◆ RECORDS SUPPLIED:

************

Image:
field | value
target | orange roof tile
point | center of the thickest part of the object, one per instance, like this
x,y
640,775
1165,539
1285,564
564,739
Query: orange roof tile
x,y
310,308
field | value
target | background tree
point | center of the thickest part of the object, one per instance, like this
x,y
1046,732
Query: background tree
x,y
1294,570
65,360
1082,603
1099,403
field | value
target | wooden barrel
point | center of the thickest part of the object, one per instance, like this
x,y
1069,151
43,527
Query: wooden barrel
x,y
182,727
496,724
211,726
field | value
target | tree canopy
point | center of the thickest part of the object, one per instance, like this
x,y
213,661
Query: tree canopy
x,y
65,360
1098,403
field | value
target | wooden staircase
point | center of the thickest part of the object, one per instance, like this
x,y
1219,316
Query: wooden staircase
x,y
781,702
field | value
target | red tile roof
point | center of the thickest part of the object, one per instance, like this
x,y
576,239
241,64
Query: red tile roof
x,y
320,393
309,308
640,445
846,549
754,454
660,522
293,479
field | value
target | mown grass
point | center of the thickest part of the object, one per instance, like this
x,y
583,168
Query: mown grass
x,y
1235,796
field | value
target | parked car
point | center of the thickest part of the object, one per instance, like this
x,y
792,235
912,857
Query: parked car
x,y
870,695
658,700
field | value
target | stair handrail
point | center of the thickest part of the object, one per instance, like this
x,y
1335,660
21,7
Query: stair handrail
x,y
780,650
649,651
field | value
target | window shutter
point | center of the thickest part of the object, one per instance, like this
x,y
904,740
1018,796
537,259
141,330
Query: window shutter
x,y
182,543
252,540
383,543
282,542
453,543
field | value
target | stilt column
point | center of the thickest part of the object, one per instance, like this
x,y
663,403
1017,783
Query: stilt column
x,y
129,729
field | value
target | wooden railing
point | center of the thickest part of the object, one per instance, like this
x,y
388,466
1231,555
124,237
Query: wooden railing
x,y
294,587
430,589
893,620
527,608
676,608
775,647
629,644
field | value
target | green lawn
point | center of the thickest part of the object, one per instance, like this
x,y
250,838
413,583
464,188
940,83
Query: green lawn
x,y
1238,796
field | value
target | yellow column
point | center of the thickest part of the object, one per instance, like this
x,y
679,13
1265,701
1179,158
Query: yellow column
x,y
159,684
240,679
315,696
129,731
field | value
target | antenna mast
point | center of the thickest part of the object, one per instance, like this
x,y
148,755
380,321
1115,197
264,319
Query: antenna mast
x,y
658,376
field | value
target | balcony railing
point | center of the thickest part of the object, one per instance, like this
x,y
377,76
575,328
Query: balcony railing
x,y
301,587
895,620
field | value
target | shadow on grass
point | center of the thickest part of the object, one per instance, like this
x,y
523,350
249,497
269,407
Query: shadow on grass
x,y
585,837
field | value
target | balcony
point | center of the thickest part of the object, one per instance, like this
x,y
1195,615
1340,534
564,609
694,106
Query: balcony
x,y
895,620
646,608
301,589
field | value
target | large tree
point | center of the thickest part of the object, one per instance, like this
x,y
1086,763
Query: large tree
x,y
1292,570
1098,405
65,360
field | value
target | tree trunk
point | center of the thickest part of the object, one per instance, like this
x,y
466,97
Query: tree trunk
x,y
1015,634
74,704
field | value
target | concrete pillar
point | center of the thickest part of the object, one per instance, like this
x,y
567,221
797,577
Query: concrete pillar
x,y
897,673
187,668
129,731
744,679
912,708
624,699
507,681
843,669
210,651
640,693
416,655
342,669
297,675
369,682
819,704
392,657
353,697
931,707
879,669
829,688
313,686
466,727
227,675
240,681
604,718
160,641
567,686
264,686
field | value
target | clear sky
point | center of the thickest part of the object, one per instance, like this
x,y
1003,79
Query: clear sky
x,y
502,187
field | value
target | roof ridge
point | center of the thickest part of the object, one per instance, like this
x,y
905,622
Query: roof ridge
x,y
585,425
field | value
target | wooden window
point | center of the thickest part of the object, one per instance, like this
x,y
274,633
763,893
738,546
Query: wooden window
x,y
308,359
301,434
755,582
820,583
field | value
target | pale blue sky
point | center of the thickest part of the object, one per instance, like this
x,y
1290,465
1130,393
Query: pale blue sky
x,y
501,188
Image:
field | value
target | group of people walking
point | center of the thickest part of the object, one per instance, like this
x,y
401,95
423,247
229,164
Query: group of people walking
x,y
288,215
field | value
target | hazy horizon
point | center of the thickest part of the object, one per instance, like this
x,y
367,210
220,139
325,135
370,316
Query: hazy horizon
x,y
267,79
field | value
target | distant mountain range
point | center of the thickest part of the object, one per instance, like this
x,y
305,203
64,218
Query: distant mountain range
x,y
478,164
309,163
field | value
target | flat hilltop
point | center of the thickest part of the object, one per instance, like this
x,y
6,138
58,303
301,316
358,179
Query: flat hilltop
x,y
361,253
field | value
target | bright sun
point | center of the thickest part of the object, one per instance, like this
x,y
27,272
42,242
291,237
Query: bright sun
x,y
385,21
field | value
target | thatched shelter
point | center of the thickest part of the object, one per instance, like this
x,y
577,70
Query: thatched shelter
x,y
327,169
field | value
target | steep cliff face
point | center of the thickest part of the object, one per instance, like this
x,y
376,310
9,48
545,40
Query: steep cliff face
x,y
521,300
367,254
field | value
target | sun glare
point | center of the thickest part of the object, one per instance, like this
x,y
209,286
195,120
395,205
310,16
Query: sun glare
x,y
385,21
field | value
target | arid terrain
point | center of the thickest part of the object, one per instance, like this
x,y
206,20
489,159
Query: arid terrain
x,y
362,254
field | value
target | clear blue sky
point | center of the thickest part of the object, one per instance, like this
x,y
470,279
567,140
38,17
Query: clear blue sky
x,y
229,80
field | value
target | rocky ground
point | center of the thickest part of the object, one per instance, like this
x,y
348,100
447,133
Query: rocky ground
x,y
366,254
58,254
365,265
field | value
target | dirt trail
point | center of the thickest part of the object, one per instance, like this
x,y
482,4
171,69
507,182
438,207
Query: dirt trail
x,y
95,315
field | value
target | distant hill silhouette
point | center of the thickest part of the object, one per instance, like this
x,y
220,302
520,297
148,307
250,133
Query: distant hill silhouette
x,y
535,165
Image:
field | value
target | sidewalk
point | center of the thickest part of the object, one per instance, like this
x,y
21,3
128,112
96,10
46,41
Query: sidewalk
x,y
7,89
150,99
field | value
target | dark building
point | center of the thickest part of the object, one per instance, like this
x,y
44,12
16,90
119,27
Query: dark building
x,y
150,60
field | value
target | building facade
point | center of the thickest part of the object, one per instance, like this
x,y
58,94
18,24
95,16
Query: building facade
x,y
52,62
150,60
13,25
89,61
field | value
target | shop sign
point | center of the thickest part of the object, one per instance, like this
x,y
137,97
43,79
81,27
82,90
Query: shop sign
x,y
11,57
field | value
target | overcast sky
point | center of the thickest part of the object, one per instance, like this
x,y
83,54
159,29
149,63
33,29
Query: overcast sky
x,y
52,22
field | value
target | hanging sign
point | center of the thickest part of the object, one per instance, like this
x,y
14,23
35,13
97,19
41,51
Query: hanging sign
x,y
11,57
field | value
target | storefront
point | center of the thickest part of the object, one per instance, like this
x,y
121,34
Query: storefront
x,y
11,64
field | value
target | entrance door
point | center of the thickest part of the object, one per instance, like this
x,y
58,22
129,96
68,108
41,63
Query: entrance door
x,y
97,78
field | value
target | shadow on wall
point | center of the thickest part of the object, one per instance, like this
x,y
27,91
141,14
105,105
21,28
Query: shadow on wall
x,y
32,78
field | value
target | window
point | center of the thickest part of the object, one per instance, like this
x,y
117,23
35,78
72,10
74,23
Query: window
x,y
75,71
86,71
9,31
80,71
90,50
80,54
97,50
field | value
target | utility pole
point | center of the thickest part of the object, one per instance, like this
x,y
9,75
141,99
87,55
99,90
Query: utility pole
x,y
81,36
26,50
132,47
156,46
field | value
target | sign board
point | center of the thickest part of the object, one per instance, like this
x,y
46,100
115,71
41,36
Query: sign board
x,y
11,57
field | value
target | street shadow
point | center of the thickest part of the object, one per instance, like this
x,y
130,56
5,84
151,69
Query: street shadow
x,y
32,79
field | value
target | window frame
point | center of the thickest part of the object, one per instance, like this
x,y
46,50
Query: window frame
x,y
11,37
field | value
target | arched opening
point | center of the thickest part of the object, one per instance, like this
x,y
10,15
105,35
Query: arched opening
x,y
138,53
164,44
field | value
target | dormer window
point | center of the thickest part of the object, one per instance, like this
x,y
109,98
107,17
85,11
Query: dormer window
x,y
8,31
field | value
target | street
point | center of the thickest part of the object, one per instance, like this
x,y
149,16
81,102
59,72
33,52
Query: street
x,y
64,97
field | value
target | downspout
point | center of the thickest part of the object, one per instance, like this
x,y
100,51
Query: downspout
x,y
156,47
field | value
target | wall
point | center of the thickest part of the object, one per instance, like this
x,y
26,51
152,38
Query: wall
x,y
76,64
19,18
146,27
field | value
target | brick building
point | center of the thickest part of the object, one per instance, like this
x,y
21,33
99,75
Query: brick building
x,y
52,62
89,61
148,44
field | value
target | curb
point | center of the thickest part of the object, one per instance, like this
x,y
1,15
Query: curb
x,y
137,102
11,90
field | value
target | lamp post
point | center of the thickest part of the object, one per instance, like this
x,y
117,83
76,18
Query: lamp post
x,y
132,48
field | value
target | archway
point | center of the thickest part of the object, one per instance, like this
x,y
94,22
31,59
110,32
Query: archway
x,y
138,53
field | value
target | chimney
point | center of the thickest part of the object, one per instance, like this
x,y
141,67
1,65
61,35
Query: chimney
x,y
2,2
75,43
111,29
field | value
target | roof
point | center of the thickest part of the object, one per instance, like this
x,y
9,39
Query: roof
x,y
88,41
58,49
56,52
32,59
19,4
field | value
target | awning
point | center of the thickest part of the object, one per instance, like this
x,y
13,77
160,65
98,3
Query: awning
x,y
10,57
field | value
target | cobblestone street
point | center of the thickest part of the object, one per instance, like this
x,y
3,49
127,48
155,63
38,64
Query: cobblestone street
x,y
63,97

************

◆ TASK DETAILS: Reproduce each line, exactly as it appears, from the one that contains "target | arched opening" through the last line of the records. Add no other lines.

◆ RESPONSE TO THIS EXERCISE:
target | arched opening
point | center of the thickest part of the object, one per instance, like this
x,y
10,15
105,35
Query: arched opening
x,y
138,53
164,44
field | value
target | dormer window
point | center of the thickest part of the object, one per instance, like this
x,y
109,98
107,17
85,11
Query: dormer window
x,y
8,31
field | value
target | street
point | center of the thickest part of the object, one per instance, like this
x,y
149,16
81,102
59,72
33,52
Query: street
x,y
64,97
field | value
target | downspout
point | center of the thickest part of the object, one per instance, like this
x,y
100,51
Query: downspout
x,y
156,47
field | value
target | wall
point | center of the thickest part of the object, one per instance, like this
x,y
26,51
152,38
Query: wall
x,y
76,64
19,18
146,27
field | value
target | brick building
point | center of the thickest part of the object, one per instance, like this
x,y
21,33
99,75
Query: brick building
x,y
52,62
89,61
148,44
field | value
target | curb
point | center of the thickest part of the object, one per instance, like this
x,y
1,15
Query: curb
x,y
137,102
11,90
field | value
target | lamp post
point | center of the thickest part of the object, one per instance, like this
x,y
117,83
76,18
Query: lamp post
x,y
132,48
field | value
target | archway
point | center of the thickest part of the object, one per instance, like this
x,y
94,22
31,59
110,32
Query: archway
x,y
138,53
field | value
target | chimney
point | center of the thickest part of the object, one per instance, like this
x,y
141,67
1,65
61,35
Query: chimney
x,y
2,2
75,43
111,29
field | value
target | roof
point | center of the thickest part of the object, one per instance, like this
x,y
9,39
Query: roof
x,y
88,41
58,49
56,52
32,59
19,4
field | value
target | awning
point | center of the thickest part of the object, one per instance, like this
x,y
13,77
160,65
98,3
Query: awning
x,y
10,57
field | value
target | cobblestone street
point | center of the thickest part of the object, one per instance, like this
x,y
3,49
127,48
155,63
38,64
Query: cobblestone street
x,y
63,97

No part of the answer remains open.